Entries for pointing and labeling.
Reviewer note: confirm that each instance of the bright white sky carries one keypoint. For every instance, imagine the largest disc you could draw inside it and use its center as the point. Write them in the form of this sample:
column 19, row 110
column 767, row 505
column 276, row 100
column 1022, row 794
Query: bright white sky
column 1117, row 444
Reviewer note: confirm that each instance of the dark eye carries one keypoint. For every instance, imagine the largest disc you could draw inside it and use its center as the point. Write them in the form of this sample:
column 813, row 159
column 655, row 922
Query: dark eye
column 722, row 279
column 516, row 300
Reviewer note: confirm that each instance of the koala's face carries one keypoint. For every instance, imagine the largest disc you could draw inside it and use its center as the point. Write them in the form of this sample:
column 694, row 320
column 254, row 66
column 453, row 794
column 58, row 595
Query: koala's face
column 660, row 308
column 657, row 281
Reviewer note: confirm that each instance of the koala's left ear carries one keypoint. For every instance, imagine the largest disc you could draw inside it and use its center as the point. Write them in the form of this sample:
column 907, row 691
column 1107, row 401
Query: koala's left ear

What you have to do.
Can you reproduce every one of the entries above, word for word and in the same order?

Completed exercise.
Reviewer note: confirm that each instance of the bright white sky carries one keypoint. For every instance, imagine the largest disc you could draw inside it and use its center as the point. Write them in the form of this sample:
column 19, row 110
column 767, row 505
column 276, row 100
column 1022, row 794
Query: bright white sky
column 1117, row 444
Reviewer note: confirm that each instance of the dark eye carries one keypoint. For every instance, imagine the largest disc you could draw inside it and use its center as the point. Write them in the form of this sample:
column 813, row 159
column 655, row 922
Query: dark eye
column 722, row 279
column 516, row 300
Reviewer note: confirm that each instance of the koala's face carries one keypoint. For every instance, imagine the largest disc you could draw inside it and use its center as the point. Write them in the form of this sample:
column 694, row 320
column 254, row 66
column 453, row 794
column 58, row 595
Query: koala's face
column 660, row 308
column 657, row 281
Reviewer note: confirm that each instance of the koala's left ear carries one keypoint. For every instance, imagine the largest disc you could draw inside it and use its center as the point. Write them in the form of this sample:
column 907, row 691
column 1107, row 401
Query: koala's left ear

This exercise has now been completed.